• **What is needed**: Beginning with the first line, copy out each line of the material until the line containing "x=697 y=394" has been copied as well.

• **Available data**:
>>>

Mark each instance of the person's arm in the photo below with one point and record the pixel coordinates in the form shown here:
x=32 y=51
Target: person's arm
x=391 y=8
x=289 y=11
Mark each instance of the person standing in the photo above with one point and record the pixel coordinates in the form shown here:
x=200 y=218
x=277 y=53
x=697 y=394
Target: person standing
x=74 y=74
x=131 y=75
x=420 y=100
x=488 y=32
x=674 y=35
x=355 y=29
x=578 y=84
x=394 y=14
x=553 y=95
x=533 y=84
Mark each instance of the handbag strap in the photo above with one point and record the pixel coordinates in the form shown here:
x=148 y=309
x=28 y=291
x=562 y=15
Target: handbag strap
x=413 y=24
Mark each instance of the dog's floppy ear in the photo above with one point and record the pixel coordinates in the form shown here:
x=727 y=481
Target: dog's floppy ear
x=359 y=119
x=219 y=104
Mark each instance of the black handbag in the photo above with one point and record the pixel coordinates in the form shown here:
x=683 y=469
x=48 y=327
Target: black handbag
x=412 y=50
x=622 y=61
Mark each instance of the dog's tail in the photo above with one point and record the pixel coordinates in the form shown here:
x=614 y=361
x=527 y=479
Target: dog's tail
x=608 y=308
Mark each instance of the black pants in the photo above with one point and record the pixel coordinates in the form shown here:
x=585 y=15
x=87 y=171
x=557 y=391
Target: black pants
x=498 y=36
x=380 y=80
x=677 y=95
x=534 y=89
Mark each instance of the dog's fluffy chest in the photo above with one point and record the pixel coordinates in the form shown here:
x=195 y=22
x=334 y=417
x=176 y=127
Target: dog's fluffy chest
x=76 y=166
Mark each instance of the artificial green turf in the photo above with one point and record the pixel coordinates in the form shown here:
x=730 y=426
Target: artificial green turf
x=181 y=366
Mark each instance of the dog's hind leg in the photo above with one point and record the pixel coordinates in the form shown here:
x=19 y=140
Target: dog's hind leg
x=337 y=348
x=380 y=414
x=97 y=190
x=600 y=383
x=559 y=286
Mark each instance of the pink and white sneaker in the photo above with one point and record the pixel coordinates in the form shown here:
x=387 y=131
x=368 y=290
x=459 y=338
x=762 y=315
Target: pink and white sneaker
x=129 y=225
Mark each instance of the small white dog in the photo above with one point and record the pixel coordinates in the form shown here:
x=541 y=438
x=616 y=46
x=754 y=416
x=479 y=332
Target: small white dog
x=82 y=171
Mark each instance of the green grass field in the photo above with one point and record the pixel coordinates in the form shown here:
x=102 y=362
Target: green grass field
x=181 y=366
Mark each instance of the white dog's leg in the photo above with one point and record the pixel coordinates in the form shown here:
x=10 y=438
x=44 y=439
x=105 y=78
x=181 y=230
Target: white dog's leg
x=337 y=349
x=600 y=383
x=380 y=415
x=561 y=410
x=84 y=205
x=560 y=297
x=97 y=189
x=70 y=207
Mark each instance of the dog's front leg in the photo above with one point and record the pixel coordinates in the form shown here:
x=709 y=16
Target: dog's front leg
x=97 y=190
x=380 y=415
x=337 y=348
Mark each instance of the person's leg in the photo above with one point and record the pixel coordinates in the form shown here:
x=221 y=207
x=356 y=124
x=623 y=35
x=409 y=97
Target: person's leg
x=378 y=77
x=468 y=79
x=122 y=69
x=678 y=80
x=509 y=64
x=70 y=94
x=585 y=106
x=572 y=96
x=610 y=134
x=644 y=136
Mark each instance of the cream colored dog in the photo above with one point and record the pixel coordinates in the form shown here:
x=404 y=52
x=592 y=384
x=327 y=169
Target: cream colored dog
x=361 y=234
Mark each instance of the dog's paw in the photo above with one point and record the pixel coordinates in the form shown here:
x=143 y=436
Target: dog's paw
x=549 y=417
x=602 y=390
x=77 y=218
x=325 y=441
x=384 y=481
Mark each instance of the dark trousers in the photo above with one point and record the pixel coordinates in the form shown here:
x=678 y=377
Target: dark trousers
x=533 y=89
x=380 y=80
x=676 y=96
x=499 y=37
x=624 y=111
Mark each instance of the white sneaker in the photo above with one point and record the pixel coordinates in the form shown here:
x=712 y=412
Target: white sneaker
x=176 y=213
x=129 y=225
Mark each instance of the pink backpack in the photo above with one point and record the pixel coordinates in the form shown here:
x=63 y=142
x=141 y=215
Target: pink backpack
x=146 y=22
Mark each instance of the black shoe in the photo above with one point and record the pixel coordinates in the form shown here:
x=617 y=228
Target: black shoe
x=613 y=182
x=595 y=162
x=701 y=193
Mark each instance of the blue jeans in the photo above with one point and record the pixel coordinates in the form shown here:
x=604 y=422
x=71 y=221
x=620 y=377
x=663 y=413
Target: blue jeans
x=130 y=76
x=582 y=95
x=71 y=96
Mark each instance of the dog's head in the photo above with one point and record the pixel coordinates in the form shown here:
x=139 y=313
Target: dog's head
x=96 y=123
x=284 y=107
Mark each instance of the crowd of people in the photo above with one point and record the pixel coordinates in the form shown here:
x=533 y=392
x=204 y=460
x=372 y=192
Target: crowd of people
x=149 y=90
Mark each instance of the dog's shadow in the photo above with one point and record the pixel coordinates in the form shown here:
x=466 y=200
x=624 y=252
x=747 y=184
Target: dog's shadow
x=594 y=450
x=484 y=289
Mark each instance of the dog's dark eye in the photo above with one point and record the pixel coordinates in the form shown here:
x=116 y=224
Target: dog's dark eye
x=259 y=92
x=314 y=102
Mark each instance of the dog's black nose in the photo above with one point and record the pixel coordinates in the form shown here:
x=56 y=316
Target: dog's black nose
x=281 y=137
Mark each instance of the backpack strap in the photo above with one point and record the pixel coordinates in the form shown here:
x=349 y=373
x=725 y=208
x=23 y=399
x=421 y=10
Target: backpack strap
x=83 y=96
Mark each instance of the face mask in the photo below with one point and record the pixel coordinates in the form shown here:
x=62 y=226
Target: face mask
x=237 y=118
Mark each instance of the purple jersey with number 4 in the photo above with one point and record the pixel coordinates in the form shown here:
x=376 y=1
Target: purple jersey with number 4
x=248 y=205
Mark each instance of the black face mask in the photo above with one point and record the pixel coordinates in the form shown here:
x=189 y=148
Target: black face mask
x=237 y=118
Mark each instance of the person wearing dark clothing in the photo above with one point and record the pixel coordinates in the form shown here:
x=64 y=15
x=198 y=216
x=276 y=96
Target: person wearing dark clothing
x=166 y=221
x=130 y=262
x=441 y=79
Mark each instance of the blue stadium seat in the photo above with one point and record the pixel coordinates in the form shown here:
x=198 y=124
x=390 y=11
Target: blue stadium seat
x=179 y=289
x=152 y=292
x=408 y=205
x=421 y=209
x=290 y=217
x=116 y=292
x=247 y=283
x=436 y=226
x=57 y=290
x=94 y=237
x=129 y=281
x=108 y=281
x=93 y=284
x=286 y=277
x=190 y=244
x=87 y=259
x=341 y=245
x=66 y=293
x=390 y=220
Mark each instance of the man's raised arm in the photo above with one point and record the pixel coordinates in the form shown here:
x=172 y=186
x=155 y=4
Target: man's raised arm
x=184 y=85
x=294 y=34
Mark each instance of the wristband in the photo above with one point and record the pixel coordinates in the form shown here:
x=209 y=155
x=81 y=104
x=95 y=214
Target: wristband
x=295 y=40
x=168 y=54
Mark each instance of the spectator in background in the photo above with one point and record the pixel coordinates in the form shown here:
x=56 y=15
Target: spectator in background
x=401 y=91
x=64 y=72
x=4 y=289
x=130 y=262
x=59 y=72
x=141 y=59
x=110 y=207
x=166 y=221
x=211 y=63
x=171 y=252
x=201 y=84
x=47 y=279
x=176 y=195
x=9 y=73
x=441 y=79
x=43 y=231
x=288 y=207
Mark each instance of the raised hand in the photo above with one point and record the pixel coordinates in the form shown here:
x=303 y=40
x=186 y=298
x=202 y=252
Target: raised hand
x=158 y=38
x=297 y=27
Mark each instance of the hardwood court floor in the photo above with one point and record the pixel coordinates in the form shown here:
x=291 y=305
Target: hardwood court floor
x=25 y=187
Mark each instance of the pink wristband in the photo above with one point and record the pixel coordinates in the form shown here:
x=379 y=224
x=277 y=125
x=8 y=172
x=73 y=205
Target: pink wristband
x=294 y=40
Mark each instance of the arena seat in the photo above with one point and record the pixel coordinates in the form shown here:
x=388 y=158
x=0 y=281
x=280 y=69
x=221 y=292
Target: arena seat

<<<

• **Answer for this exercise**:
Mark each instance of the person's arm in the photo below with one point and record the pixel coordinates in the form shown here:
x=32 y=51
Target: person's arm
x=391 y=8
x=289 y=11
Mark each instance of the person standing in the photo above with one point and record the pixel coordinates in the form shown here:
x=200 y=218
x=277 y=53
x=697 y=394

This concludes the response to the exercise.